Continue the worked solution to the differential equation question from the point where it stops.

======== EXCERPT PROVIDED ========

Question

If xdy - ydx = \(\sqrt{x^2 + y^2}\) dx. If y = y(x) \(\&\) y(1) = 0 then y(3) is :

• A. 1
• B. 2
• C. 3
• D. 4

Hint:

Recognize homogeneous differential equations of the form \(\frac{dy}{dx} = f\left(\frac{y}{x}\right)\). The standard substitution \(y = vx\) simplifies them to a separable form, making them easier to solve.

Answer 1

The Correct Option is D

Step 1: Understanding the Question:
We are given a first-order differential equation and an initial condition. We need to find the value of the function y at x=3. The given equation is a homogeneous differential equation. 

Step 2: Key Formula or Approach: 
First, we rearrange the equation into the standard form \(\frac{dy}{dx} = f(x, y)\). \[ xdy = (y + \sqrt{x^2 + y^2}) dx \] \[ \frac{dy}{dx} = \frac{y + \sqrt{x^2 + y^2}}{x} = \frac{y}{x} + \sqrt{1 + \left(\frac{y}{x}\right)^2} \] This is a homogeneous differential equation. We use the substitution \(y = vx\), which implies \(\frac{dy}{dx} = v + x\frac{dv}{dx}\).

======== DATA LISTING ========

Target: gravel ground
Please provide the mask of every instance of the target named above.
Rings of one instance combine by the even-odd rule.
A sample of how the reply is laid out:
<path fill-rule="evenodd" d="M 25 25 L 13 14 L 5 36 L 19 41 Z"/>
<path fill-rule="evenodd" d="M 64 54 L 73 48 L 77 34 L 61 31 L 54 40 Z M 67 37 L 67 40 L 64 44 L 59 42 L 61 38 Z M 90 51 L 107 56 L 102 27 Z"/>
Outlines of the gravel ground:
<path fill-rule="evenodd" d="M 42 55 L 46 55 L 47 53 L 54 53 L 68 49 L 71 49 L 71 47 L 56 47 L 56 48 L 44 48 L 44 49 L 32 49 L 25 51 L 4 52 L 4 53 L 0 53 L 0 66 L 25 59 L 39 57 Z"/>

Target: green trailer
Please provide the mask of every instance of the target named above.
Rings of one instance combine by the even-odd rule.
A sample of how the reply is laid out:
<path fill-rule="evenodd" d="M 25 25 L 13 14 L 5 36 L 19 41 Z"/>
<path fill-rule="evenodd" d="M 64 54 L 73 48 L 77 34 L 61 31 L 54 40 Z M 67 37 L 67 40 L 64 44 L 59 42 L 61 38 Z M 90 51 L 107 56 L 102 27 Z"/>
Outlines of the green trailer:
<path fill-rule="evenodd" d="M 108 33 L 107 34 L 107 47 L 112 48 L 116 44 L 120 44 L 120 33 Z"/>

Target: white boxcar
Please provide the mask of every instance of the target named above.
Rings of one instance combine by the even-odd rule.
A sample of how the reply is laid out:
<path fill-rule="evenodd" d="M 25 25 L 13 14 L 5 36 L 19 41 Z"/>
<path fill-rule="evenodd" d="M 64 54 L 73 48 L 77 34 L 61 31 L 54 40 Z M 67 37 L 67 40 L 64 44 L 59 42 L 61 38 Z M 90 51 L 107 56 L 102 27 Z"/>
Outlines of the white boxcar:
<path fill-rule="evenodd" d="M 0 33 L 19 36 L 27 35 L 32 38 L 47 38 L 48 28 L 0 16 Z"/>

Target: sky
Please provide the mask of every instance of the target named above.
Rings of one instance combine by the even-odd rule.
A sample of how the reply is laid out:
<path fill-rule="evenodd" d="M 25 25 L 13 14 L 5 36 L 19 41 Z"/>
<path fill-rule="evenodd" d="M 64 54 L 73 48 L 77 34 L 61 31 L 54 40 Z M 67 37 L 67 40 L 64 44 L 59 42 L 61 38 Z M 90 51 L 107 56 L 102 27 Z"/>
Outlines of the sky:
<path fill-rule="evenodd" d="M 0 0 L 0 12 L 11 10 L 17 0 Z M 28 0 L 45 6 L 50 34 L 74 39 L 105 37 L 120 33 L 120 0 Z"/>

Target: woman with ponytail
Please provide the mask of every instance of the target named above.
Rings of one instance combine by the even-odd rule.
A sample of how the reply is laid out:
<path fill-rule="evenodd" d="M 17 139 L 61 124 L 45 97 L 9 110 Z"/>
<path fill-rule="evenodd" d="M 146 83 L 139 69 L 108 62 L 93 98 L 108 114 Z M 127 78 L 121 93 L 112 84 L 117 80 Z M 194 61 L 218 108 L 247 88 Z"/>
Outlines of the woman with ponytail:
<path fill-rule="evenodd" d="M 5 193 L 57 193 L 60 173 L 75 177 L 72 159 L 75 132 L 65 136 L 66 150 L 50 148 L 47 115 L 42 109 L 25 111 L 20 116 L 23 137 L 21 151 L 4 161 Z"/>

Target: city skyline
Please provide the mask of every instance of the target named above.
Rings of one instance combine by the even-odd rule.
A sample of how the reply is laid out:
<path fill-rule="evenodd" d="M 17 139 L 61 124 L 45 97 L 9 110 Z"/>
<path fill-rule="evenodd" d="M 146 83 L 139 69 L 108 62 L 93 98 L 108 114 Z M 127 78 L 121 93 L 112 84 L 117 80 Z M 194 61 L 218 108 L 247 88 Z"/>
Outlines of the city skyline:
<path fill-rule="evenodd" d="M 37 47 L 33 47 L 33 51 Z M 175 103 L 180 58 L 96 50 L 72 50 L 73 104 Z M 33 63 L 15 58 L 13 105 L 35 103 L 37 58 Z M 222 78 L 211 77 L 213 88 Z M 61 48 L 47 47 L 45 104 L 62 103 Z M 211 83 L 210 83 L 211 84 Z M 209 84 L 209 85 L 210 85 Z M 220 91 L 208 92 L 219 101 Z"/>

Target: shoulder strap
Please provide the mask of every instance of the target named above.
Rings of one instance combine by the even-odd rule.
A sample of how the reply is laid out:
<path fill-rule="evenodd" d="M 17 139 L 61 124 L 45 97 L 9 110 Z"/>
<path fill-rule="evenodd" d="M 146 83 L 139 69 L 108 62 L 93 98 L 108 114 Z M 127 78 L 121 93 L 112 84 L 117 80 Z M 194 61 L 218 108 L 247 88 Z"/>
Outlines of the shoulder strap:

========

-- THE REPLY --
Step 3: Detailed Explanation: 
Substitute \(y = vx\) and \(\frac{dy}{dx} = v + x\frac{dv}{dx}\) into the equation: \[ v + x\frac{dv}{dx} = v + \sqrt{1 + v^2} \] \[ x\frac{dv}{dx} = \sqrt{1 + v^2} \] Now, we separate the variables: \[ \frac{dv}{\sqrt{1 + v^2}} = \frac{dx}{x} \] Integrate both sides: \[ \int \frac{dv}{\sqrt{1 + v^2}} = \int \frac{dx}{x} \] The standard integral \(\int \frac{1}{\sqrt{a^2+x^2}}dx = \ln|x + \sqrt{a^2+x^2}|\). Here \(a=1\). \[ \ln|v + \sqrt{1 + v^2}| = \ln|x| + C \] where C is the constant of integration. We can write \(C = \ln|A|\) for some constant A. \[ \ln|v + \sqrt{1 + v^2}| = \ln|Ax| \] \[ v + \sqrt{1 + v^2} = Ax \] Substitute back \(v = \frac{y}{x}\): \[ \frac{y}{x} + \sqrt{1 + \left(\frac{y}{x}\right)^2} = Ax \] \[ \frac{y}{x} + \frac{\sqrt{x^2 + y^2}}{|x|} = Ax \] Assuming \(x>0\) (since the initial condition is at x=1), we have: \[ \frac{y + \sqrt{x^2 + y^2}}{x} = Ax \] \[ y + \sqrt{x^2 + y^2} = Ax^2 \] Now, apply the initial condition \(y(1)=0\): \[ 0 + \sqrt{1^2 + 0^2} = A(1)^2 \] \[ 1 = A \] The particular solution is: \[ y + \sqrt{x^2 + y^2} = x^2 \] We need to find \(y(3)\). Substitute \(x=3\): \[ y(3) + \sqrt{3^2 + (y(3))^2} = 3^2 \] Let \(y(3) = y\): \[ y + \sqrt{9 + y^2} = 9 \] \[ \sqrt{9 + y^2} = 9 - y \] Square both sides: \[ 9 + y^2 = (9 - y)^2 = 81 - 18y + y^2 \] \[ 9 = 81 - 18y \] \[ 18y = 81 - 9 = 72 \] \[ y = \frac{72}{18} = 4 \] 
Step 4: Final Answer: 
The value of y(3) is 4.